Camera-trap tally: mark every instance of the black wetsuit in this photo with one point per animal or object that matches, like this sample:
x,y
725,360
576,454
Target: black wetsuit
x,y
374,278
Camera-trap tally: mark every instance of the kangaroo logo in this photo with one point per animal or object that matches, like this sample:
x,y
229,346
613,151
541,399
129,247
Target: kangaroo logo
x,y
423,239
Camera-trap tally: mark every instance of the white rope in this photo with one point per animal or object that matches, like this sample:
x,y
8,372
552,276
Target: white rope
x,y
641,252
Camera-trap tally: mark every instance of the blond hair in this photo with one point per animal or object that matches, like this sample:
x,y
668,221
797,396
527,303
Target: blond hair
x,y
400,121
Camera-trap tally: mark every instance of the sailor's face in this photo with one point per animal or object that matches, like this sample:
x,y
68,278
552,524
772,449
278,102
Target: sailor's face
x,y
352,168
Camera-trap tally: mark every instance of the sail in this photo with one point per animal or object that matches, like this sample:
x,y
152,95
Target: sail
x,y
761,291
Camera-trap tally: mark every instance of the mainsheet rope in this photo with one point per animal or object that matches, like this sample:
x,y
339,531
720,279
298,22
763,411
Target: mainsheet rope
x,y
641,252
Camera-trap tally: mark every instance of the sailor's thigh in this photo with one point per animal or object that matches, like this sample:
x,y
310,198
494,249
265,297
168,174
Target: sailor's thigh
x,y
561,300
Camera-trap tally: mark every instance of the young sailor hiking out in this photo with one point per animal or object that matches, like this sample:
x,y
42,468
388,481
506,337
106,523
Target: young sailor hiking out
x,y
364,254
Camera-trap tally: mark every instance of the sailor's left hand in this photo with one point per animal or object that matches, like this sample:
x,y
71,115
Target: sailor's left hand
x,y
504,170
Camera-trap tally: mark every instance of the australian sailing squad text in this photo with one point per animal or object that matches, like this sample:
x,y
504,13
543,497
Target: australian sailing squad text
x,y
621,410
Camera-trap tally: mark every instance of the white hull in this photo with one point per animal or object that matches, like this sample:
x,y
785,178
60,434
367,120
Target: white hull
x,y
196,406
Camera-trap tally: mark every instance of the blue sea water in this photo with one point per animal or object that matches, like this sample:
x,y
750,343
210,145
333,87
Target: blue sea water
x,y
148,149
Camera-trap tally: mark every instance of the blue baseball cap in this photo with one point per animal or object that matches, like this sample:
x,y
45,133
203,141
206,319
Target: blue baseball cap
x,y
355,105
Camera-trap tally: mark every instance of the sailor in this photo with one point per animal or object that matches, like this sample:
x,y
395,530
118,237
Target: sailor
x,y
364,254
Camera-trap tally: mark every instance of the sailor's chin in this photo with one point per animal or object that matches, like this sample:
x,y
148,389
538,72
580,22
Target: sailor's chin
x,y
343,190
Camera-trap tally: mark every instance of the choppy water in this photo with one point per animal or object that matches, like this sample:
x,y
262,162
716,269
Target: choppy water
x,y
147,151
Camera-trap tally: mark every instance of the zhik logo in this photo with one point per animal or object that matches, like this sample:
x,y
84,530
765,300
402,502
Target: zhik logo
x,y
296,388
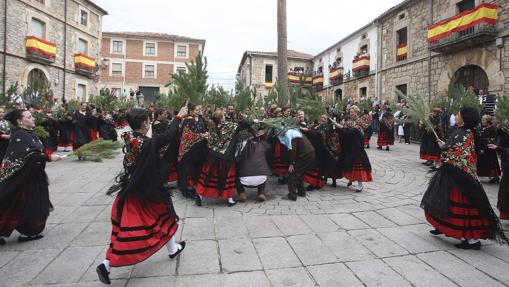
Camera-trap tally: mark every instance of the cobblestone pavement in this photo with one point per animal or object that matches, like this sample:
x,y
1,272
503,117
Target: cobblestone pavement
x,y
333,237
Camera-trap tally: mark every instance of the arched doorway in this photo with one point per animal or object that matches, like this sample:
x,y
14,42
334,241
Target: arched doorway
x,y
472,76
338,95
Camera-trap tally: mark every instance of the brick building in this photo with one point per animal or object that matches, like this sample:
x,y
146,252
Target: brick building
x,y
258,70
466,39
55,41
144,61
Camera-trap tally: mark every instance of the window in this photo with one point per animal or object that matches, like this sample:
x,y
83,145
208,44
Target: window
x,y
117,47
403,90
38,28
268,73
182,51
84,17
465,5
81,92
150,49
150,71
83,47
363,92
116,69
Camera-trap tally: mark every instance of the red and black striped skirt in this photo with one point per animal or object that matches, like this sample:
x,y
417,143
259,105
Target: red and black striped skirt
x,y
144,229
464,221
208,183
314,178
384,138
278,166
358,173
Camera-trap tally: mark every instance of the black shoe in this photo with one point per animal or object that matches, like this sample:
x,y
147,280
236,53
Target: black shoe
x,y
182,245
465,245
291,197
104,275
29,238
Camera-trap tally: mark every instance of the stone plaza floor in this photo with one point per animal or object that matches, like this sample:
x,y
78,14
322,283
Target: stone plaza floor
x,y
333,237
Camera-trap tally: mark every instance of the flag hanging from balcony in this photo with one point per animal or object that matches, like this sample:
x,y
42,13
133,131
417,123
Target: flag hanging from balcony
x,y
484,13
34,44
81,60
360,63
402,52
335,74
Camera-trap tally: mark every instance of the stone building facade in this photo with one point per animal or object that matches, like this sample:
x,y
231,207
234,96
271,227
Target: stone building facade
x,y
344,57
258,70
144,61
57,41
476,57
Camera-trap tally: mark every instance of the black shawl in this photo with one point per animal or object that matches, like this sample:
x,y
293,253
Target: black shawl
x,y
23,172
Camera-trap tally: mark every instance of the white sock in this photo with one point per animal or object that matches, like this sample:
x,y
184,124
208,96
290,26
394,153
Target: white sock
x,y
106,263
172,246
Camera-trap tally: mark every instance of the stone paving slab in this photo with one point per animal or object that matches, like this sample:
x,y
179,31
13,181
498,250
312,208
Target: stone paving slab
x,y
332,237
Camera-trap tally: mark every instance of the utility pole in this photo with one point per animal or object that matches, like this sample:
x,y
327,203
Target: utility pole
x,y
282,49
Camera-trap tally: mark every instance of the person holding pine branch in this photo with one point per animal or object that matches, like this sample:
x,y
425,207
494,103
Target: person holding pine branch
x,y
455,202
143,217
24,194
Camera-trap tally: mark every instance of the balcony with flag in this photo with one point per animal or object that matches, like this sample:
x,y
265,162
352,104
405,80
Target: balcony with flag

### [PROBLEM]
A verbatim copy of every entry is wanted; the pictures stay out of it.

### [YOUR RESPONSE]
Camera-trap tally: mark every instance of the black wetsuit in this photo with one point per animal or object that matches, like this sample:
x,y
725,360
576,454
Target: black wetsuit
x,y
374,278
Camera-trap tally: mark every instance of the kangaroo logo in this photo with one point per animal or object that matches, like this sample:
x,y
229,346
613,151
541,399
129,247
Target: kangaroo logo
x,y
423,239
Camera-trap tally: mark every instance of the white rope in this photo with one point per animal or object that matches, like this sample:
x,y
8,372
552,276
Target: white rope
x,y
641,252
Camera-trap tally: mark every instance of the blond hair in this photo with one point per animal or object that matches, like this sample:
x,y
668,221
797,396
527,303
Target: blond hair
x,y
400,121
Camera-trap tally: mark every instance of the sailor's face in this photo with one point per animal or object that matches, like this sample:
x,y
68,278
552,524
772,449
278,102
Target: sailor's face
x,y
352,168
Camera-trap tally: mark every instance of the sail in this photo with one point per animal or object that matches, like this sample:
x,y
152,95
Target: sail
x,y
761,291
Camera-trap tally: mark every instance of the mainsheet rope in this photo with one point per animal or object that matches, like this sample:
x,y
339,531
720,279
298,22
763,411
Target: mainsheet rope
x,y
641,252
Camera-trap tally: mark every instance of the sailor's thigh in this photo with one point per animal or object that matches, like this sample:
x,y
310,198
494,249
265,297
168,174
Target: sailor's thigh
x,y
561,300
Camera-trap tally: mark every instance of the young sailor hiking out in this photo with one point per animal or object that matches, like this sample:
x,y
42,468
388,481
506,337
106,523
Target: young sailor hiking out
x,y
364,254
Camera-trap tally: mark every instance of the sailor's left hand in this photo with one point per animal or object that matches, like this sample:
x,y
71,115
Target: sailor's left hand
x,y
504,170
Camera-trap tally: mark every instance of the australian sailing squad text in this photo with one point per animal or object that matches, like this sample:
x,y
504,13
543,497
Target: australian sailing squad text
x,y
621,410
Camera-trap tally: mark every instance of the white hull in this photo with one point per animal or object that matches, like this sample:
x,y
785,178
60,434
367,120
Target: white hull
x,y
196,406
Camera-trap tally: mark every instance of the blue sea water in this photo with one point per animal or object that matches, like this sample:
x,y
750,343
210,145
333,87
Target: blue sea water
x,y
148,149
Camera-trap tally: mark every instance of the blue baseball cap in this photo with one point per animal or object that matches, like this sample:
x,y
45,133
203,141
206,319
Target: blue baseball cap
x,y
355,105
Camera-trap tally: mark every instance of the sailor in this photo with one point per animal or object that matches, like this sample:
x,y
395,530
118,237
Target: sailor
x,y
364,254
Camera-trap tally: mark every instance of the sailor's chin in this photo with one point per animal or object that matches, like this sample:
x,y
148,389
538,72
580,22
Target: sailor's chin
x,y
343,190
Camera-trap tally: mark every instance of the choppy water in this photo with one point per animal or object that matches, like this sample:
x,y
262,162
716,269
Target: choppy water
x,y
147,151
Camera-trap tally: mark every instance of the zhik logo in this photo with one point per animal or object that matches, like this sample:
x,y
84,530
765,300
402,502
Target: zhik logo
x,y
296,388
Camera-trap tally: mark every instance of the cobblestone pavement in this photo with one point per animal or object that matches, like this sample:
x,y
1,272
503,117
Target: cobblestone pavement
x,y
333,237
Camera-trap tally: mark every instance of the arched doorway in this photo with one point per animal or object that matches, like this sample:
x,y
14,42
334,241
Target: arched doorway
x,y
472,76
338,95
Camera-trap tally: mark every instance of the brick building in this photo with one point per animal or object that matches, like this sample:
x,y
146,252
Target: brick building
x,y
258,70
466,39
55,41
144,61
Camera-trap tally: mark every instance of the window in this photo with one point per animal or object that matches, like this sample:
x,y
83,145
208,44
Target: window
x,y
117,47
403,90
38,28
268,73
182,51
84,17
465,5
81,92
150,49
150,71
83,47
363,92
116,69
Camera-trap tally: mark every instance of the red and black striped skirt in this photo with one point per animal or object that matches, like this sample:
x,y
417,143
259,105
Target: red and black striped skirt
x,y
144,229
464,221
208,183
314,178
384,138
278,166
358,173
Camera-trap tally: mark every instance of the black shoe in this photo with one point per animal or object that matches, like this sample:
x,y
147,280
236,53
Target: black shoe
x,y
182,245
465,245
291,197
104,275
29,238
Camera-trap tally: mark every instance of the stone plaza floor in this photo with one point per animal or object that matches, like this sample:
x,y
78,14
322,283
Target: stone plaza floor
x,y
333,237
Camera-trap tally: mark every instance of the flag hanging from balcony in this photo with one point per animal or object that matches, like this sample:
x,y
42,13
133,131
417,123
Target: flag hanging from balcony
x,y
484,13
34,44
81,60
360,63
402,52
335,74
Camera-trap tally: mark every instance of the stone building facade in this photo with one point per animal or object that matches, like this sample:
x,y
231,207
234,96
271,227
Target: stone building facade
x,y
344,57
258,70
144,61
57,41
476,57
Camera-trap tally: mark every instance of the black shawl in this photo with one point per animal or object that matches, like this sample:
x,y
293,253
Target: black shawl
x,y
23,172
Camera-trap tally: mark every instance of the white sock in this photo with one point per animal or object that matches, like this sample:
x,y
184,124
208,96
290,26
394,153
Target: white sock
x,y
106,263
172,246
Camera-trap tally: mark every instance of the stone paving slab in this photo with one point per animal or object that matches, like this sample:
x,y
179,31
13,181
498,250
312,208
Target: stone paving slab
x,y
332,237
Camera-trap tally: mark every instance of the utility pole in this photo with one point per animal or object that matches, like this sample:
x,y
327,203
Target: utility pole
x,y
282,49
Camera-trap tally: mark every instance of the person holding pine branch in this photo with one point per animal or object that matches, like this sample:
x,y
425,207
494,103
Target: person holding pine branch
x,y
455,202
143,217
24,194
Camera-trap tally: mark every instance of the balcony with flag in this photo with one point per animal or object that matches, like this sample:
x,y
265,162
352,104
405,80
Target: balcony with flag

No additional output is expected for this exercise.